▶ [Given text]
########################################

One of the most talked about new surgical techniques in breast cancer is sentinel lymph node dissection. This is an alternative to standard axillary lymph node dissection, and many women believe that it can spare them more invasive surgery and side effects. However, the sentinel node procedure is not appropriate for everyone. Research shows that even after the sentinel node procedure, more surgery may be necessary. It has its own limitations and drawbacks, and must be done by a surgeon who has significant experience with the technique.
The dictionary defines "sentinel" as a guard, watchdog, or protector. Likewise, the sentinal lymph node is the first node "standing guard" for your breast. In sentinel lymph node dissection, the surgeon looks for the very first lymph node that filters fluid draining away from the area of the breast that contained the breast cancer. If cancer cells are breaking away from the tumor and traveling away from your breast via the lymph system, the sentinel lymph node is more likely than other lymph nodes to contain cancer.

########################################

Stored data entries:
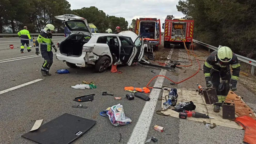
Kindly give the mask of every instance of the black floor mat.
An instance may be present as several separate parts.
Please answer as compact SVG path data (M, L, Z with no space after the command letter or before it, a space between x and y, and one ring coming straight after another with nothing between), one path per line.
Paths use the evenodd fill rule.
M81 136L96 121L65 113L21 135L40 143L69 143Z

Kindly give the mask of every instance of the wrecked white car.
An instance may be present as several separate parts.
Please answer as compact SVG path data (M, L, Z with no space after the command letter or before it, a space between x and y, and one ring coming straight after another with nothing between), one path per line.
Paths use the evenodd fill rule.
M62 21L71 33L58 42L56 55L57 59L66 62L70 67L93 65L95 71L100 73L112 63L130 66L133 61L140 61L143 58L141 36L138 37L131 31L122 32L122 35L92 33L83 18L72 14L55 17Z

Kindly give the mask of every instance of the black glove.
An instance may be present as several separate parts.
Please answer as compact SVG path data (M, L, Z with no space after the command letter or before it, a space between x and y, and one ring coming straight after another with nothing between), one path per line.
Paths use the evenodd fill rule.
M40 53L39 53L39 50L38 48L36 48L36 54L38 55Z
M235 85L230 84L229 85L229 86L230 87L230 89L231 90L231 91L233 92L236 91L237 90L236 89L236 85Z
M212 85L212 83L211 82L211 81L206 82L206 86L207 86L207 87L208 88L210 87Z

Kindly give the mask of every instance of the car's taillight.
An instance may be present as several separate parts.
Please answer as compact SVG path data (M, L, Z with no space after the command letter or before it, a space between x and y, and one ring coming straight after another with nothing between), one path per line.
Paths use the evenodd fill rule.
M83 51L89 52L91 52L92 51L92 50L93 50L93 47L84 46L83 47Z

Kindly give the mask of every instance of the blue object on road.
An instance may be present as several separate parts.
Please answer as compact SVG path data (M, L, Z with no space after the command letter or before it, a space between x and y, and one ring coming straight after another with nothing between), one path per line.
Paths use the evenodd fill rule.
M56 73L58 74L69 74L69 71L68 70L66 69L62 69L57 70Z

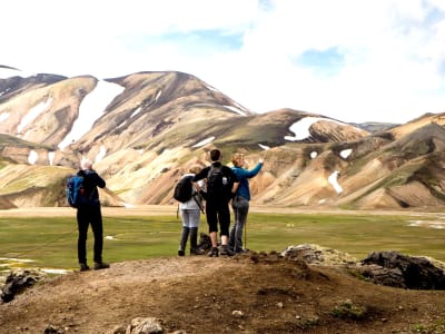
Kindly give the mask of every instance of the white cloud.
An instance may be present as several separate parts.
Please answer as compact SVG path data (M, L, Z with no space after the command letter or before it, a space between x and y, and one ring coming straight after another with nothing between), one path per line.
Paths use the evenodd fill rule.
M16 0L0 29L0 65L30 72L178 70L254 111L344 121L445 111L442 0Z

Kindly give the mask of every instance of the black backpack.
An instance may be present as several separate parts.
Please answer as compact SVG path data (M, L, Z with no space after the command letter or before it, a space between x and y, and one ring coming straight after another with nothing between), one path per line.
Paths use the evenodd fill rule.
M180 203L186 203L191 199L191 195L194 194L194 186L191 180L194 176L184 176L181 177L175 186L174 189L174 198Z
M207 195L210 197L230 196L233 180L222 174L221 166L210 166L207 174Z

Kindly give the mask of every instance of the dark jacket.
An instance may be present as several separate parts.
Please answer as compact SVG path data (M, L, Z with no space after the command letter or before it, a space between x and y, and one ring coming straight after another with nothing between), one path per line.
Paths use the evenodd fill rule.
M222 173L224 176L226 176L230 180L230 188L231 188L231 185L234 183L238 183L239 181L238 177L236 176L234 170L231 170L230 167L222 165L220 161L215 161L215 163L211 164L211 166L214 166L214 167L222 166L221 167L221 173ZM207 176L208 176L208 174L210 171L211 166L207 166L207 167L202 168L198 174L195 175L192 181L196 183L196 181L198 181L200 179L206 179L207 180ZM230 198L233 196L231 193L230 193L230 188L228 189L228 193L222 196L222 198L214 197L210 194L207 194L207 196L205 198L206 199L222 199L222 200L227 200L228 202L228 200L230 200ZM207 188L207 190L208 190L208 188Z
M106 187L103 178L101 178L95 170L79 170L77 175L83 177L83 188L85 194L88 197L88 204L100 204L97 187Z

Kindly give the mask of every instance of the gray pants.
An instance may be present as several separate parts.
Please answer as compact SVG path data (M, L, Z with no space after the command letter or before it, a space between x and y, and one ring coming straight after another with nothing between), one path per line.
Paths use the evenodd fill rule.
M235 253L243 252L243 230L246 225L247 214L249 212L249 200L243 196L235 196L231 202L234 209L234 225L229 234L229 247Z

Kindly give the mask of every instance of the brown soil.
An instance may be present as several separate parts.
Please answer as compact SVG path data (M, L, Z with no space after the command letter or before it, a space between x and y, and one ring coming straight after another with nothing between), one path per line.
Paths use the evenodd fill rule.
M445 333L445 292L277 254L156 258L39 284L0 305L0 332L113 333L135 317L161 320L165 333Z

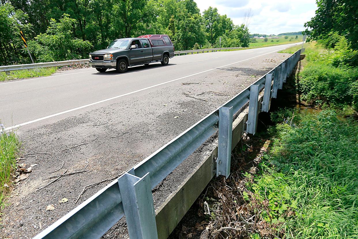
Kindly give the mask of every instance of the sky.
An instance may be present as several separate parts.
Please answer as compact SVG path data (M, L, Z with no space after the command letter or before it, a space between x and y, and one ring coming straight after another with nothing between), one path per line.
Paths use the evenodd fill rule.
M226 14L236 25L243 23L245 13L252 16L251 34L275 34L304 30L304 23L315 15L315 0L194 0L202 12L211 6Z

########################################

▶ [Requirement 1] Translate this sentence from the text on sentinel lymph node dissection into Spanish: "However, the sentinel node procedure is not appropriate for everyone."
▶ [Requirement 2] From the text on sentinel lymph node dissection, reproduce the passage that opens with the words containing "One of the most" and closes with "with the technique.".

▶ [Worked solution 1] Sin embargo, el procedimiento del ganglio centinela no es adecuado para todas las personas.

▶ [Worked solution 2]
One of the most talked about new surgical techniques in breast cancer is sentinel lymph node dissection. This is an alternative to standard axillary lymph node dissection, and many women believe that it can spare them more invasive surgery and side effects. However, the sentinel node procedure is not appropriate for everyone. Research shows that even after the sentinel node procedure, more surgery may be necessary. It has its own limitations and drawbacks, and must be done by a surgeon who has significant experience with the technique.